— Supplied passage —
December 20, 2006

A Giant Boom, or What Almost Happened in Amarillo

Photobucket - Video and Image HostingApparently, things aren't going to so well at Pantex where they are tasked with dissembling cold war relics more popularly known as nuclear warheads. While taking apart a nuke during 2004, the plant took extraordinary risks with a device that could have incincerated the large Pantex nuclear facility, caused severe damage to Amarillo as well as contaminating a broad section of the Pandhandle.

Weekly reports have noted a series of violations of authorized procedures. On Nov. 27, the company was fined $110,000 for safety violations involving excessive force used in 2004 in disassembling a W56 nuclear bomb — an old design that lacks modern safety features.

Despite ordering an investigation, Bodman said that the Energy Department had "confidence that Pantex will continue its outstanding work, while keeping stringent safety and security policies in place."

So, basically, we have a situation where people are trying to take apart a nuclear weapon with a sledgehammer. Excellent. Instead of dealing with the problem and the contractor who is making people work 70 and 80 hour weeks, the Energy Dept. calls the work 'outstanding' and does fuck all to correct the problems.

— Material supplied —

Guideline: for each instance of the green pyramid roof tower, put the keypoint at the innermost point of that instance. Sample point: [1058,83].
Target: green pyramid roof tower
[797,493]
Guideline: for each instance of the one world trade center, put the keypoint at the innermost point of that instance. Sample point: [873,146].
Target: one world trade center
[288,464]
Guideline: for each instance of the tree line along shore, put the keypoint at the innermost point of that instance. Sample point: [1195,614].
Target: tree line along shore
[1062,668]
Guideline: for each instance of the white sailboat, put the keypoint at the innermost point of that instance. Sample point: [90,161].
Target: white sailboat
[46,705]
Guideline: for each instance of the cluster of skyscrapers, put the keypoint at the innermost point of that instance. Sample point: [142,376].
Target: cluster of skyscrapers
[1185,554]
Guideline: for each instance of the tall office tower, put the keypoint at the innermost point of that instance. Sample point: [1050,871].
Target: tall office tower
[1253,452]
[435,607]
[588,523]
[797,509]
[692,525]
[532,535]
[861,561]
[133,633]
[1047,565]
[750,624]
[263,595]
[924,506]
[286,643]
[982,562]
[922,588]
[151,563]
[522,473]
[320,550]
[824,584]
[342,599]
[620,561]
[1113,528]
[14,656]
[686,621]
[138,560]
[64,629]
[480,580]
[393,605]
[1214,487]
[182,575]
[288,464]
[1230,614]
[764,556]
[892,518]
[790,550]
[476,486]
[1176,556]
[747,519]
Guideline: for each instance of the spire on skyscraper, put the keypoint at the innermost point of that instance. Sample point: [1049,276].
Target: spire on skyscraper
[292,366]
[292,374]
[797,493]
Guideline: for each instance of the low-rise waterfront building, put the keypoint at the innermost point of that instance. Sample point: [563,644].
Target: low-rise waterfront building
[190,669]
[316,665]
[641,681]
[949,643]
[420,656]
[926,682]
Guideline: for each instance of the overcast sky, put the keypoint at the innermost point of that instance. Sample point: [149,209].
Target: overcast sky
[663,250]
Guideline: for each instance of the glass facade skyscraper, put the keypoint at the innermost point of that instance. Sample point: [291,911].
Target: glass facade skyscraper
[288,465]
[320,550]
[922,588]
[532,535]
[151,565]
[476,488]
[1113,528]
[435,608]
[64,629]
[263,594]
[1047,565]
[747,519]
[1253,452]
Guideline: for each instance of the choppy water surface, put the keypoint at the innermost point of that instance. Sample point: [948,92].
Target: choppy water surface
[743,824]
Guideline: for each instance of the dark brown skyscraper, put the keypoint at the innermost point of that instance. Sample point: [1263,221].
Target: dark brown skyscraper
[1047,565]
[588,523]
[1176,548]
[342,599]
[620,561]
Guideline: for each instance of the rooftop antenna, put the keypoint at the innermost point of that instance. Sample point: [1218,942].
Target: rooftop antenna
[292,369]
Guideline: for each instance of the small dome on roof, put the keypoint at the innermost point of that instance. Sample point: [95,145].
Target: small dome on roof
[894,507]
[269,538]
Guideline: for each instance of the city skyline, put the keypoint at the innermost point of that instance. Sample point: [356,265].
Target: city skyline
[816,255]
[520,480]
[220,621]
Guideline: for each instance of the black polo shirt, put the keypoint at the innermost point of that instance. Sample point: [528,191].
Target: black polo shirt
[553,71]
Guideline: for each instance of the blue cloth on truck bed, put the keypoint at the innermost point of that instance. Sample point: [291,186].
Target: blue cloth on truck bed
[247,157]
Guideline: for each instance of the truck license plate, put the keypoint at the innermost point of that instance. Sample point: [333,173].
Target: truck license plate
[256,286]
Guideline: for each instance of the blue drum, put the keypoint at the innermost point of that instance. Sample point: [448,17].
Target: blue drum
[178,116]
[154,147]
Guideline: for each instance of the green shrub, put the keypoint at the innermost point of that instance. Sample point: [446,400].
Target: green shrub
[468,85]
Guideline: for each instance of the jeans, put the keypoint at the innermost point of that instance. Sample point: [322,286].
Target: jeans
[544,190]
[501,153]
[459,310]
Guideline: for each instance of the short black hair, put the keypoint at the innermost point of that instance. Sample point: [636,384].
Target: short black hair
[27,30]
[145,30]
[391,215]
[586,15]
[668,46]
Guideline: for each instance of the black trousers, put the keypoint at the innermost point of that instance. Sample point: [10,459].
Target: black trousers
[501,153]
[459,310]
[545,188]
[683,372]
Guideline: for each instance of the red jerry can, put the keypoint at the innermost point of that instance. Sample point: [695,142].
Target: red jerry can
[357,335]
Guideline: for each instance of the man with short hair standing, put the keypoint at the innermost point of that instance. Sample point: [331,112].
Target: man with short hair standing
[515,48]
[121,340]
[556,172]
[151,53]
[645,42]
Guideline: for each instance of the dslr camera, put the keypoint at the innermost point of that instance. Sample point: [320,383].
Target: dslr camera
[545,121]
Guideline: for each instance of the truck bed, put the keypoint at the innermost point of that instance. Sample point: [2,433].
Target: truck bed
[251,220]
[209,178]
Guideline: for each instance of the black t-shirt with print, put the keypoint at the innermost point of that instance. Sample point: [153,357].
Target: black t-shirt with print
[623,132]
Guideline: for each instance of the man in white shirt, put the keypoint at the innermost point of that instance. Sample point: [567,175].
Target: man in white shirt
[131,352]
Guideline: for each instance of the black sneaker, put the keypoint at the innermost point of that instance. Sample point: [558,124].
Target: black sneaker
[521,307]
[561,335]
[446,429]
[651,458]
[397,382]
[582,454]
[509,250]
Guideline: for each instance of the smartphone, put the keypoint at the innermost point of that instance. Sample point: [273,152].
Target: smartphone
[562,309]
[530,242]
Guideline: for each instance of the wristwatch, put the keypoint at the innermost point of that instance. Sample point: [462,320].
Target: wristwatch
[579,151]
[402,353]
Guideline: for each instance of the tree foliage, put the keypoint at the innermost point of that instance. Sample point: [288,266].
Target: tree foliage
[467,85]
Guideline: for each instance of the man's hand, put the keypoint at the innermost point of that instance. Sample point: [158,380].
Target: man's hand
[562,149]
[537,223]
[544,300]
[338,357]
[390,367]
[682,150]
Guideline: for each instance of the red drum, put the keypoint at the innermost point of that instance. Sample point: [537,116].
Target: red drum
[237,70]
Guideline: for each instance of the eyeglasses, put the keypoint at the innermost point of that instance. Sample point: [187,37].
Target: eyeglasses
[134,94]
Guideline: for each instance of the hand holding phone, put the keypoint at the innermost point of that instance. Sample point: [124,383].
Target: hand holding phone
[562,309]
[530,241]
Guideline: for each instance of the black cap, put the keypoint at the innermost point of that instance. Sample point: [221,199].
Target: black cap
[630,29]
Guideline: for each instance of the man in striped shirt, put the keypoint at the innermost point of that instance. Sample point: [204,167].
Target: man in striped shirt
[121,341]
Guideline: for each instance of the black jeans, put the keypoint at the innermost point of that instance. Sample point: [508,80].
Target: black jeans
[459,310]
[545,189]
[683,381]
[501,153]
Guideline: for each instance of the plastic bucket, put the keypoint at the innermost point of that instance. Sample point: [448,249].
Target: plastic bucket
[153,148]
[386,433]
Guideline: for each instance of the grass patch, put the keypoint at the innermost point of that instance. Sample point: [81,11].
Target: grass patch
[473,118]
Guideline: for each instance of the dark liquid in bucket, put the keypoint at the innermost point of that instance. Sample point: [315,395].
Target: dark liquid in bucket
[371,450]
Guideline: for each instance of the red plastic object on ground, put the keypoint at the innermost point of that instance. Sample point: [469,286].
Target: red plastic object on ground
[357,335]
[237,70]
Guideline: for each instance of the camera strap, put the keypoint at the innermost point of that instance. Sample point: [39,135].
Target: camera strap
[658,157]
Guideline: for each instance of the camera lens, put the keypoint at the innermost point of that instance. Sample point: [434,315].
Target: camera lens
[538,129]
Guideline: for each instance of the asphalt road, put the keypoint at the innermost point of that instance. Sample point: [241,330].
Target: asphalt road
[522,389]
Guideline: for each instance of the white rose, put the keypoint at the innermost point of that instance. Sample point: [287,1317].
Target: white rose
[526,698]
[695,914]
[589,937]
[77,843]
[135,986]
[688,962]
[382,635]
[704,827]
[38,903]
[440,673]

— Required work —
Answer these questions using the post about Pantex above:
1. How much was the company fined on Nov. 27?
2. Which nuclear bomb was being disassembled in 2004 when excessive force was used?
3. Who said that the Energy Department had "confidence that Pantex will continue its outstanding work"?

— Response to the task —
1. $110,000
2. A W56 nuclear bomb
3. Bodman